*** Begin section ***

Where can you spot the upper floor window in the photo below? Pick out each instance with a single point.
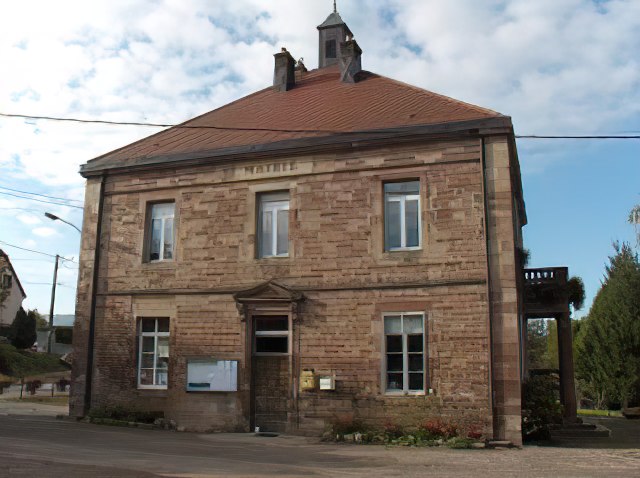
(153, 359)
(161, 232)
(273, 224)
(330, 49)
(404, 352)
(7, 280)
(402, 222)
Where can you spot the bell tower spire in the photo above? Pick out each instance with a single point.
(333, 32)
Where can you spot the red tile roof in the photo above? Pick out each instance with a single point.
(319, 105)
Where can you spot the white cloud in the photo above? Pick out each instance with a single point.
(44, 231)
(28, 219)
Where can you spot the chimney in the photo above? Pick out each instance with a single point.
(350, 60)
(284, 73)
(300, 69)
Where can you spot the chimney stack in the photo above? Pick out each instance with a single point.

*** End section ***

(EXERCISE OBJECTIVE): Reprint the listing above verbatim but drop the images.

(WRITTEN REPLY):
Where can you spot the upper floor window in the photo below? Pick out each instance with a single point.
(153, 359)
(161, 232)
(273, 224)
(330, 49)
(404, 352)
(7, 280)
(402, 222)
Where can you spot the bell tower spire in the photo above? Pick out each instance with a single point.
(333, 32)
Where can you spot the red tile roof in the photo above? Pick out each instance with a single point.
(319, 105)
Where can you spot the white cloud in the photo above? Pick out each instance with a single point.
(44, 231)
(28, 219)
Where can you spot the chimney in the photo above? Pick out each instance with a single point.
(350, 60)
(284, 73)
(300, 69)
Where can you spot the chimney stack in the photo above? Pick out each instance with a single point.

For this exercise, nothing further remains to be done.